— start of RECORDS TO PROCESS —
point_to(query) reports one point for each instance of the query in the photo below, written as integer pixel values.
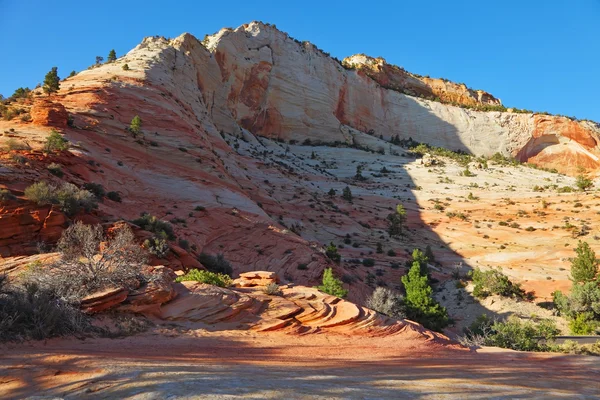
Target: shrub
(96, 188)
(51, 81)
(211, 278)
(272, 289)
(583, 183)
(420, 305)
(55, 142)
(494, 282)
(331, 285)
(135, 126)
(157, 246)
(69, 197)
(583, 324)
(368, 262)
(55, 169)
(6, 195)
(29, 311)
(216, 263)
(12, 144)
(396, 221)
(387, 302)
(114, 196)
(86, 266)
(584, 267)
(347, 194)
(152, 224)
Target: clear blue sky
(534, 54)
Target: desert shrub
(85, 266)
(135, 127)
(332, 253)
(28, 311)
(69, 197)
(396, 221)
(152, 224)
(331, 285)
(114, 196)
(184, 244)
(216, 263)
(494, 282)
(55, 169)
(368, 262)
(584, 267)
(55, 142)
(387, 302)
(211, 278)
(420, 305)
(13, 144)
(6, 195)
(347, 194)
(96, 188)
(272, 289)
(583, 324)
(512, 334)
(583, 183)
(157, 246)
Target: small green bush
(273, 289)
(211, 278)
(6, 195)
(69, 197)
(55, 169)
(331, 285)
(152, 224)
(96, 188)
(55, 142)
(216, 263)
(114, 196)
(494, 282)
— end of RECORDS TO PROCESS —
— start of RECORDS TO PROCESS —
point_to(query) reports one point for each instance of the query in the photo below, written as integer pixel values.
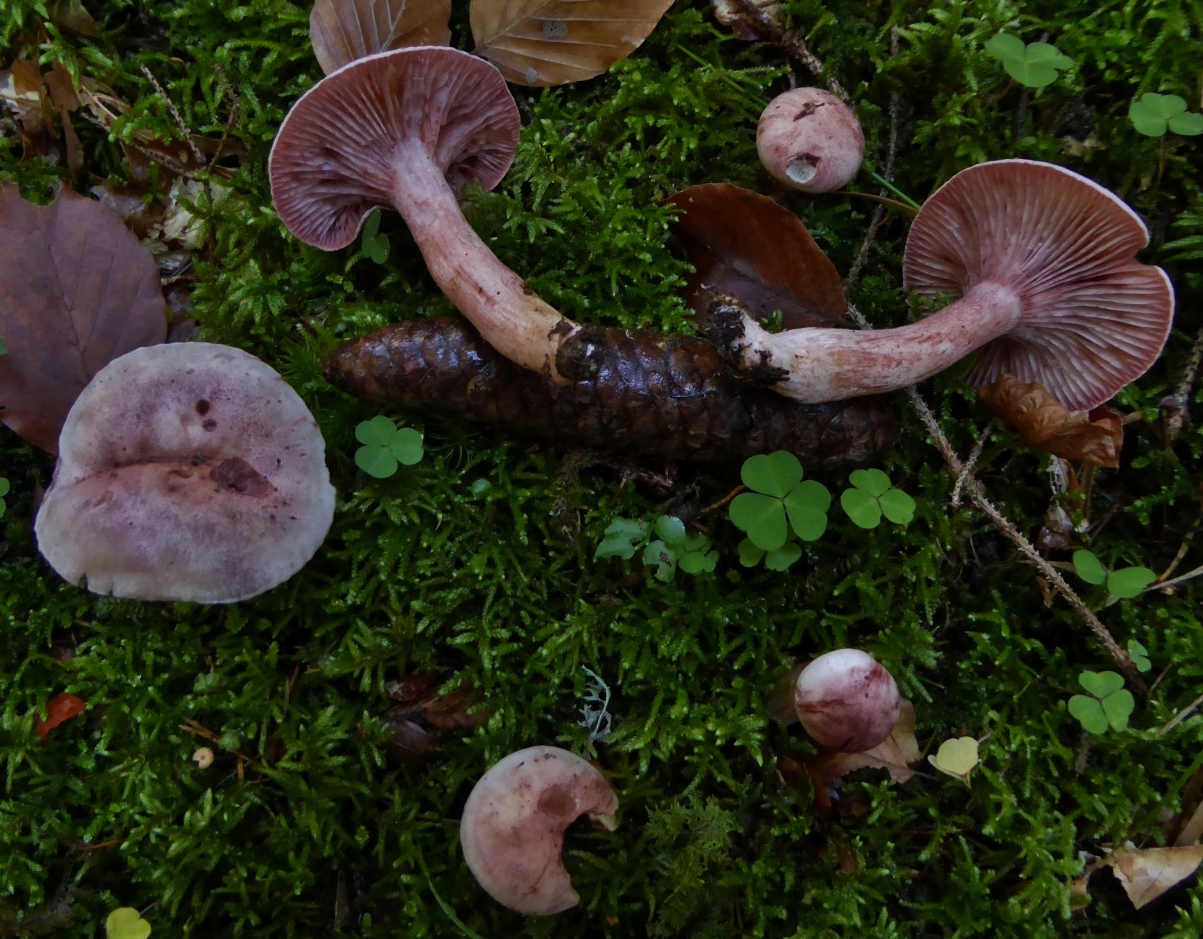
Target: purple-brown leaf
— end of RECORDS TO PROCESS —
* GIVEN EXERCISE
From the rows above, pull out each line containing the word "Target".

* FINISHED TASK
Target: shrub
Target: clear blue sky
Target: desert shrub
Target: small green bush
Target: purple-brown leaf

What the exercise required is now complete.